**What is required**. Starting from the line that contains "stalk in the photograph above.", reproduce each line exactly through the end of the material, and include no other lines.

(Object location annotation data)
..............................
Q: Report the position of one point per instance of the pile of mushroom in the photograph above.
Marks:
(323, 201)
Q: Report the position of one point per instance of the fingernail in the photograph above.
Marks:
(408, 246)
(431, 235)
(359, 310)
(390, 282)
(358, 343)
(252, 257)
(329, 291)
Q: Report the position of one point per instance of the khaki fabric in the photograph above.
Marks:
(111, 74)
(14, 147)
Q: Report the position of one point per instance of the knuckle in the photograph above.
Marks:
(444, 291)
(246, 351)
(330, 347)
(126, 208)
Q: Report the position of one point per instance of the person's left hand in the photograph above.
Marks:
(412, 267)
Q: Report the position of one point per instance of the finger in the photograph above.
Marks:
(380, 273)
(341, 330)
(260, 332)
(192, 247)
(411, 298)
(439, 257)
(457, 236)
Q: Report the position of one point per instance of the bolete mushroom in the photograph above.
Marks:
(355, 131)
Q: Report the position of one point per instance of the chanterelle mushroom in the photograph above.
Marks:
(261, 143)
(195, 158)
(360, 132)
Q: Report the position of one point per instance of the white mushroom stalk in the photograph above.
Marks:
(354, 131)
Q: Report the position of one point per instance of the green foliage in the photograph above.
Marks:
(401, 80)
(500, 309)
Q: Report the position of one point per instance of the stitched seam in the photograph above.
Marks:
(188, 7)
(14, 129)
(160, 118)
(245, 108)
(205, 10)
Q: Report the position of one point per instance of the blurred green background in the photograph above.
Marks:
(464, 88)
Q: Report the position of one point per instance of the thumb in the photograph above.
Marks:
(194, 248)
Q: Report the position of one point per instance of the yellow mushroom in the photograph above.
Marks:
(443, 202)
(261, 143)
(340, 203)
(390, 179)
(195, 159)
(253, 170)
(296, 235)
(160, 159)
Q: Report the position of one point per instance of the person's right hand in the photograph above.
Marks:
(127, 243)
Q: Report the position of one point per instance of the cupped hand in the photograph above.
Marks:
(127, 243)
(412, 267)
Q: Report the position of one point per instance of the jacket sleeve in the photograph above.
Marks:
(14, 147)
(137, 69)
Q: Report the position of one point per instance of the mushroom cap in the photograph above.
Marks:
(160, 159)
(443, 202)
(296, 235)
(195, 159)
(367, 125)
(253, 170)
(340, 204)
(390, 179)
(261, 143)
..............................
**Task result**.
Q: Report the position of one point per instance of the white mushroom stalk in the photograph above.
Marks:
(354, 131)
Q: Report the position of one point per instance of the green foliage in the photograph above.
Marks:
(401, 80)
(500, 309)
Q: Report the position of one point per instance of the stitched seam in the photograph above.
Marks:
(188, 7)
(14, 129)
(160, 118)
(245, 108)
(205, 10)
Q: Report the position of one point per instance of the blurred green background in the photograph above.
Marks:
(464, 88)
Q: Report the position of one point per instance of the thumb in the photograph above.
Marks:
(194, 248)
Q: Report the position of one point per instance of the yellow mushroom in the photograph above.
Marks:
(443, 202)
(261, 143)
(340, 203)
(390, 179)
(195, 159)
(253, 170)
(296, 235)
(160, 159)
Q: Report the position of one point per instance of the person's right hand in the photograph above.
Marks:
(127, 243)
Q: Report the position of one point per instance of the cupped hand in the photograph above.
Marks:
(127, 243)
(412, 267)
Q: Report the position of one point per instance of the jacket sleeve in the photograph above.
Marks:
(14, 147)
(137, 69)
Q: Report the position of one point per instance of the mushroom cap in the photograph above.
Marks:
(160, 159)
(443, 202)
(296, 235)
(195, 159)
(367, 125)
(253, 170)
(340, 204)
(390, 179)
(261, 143)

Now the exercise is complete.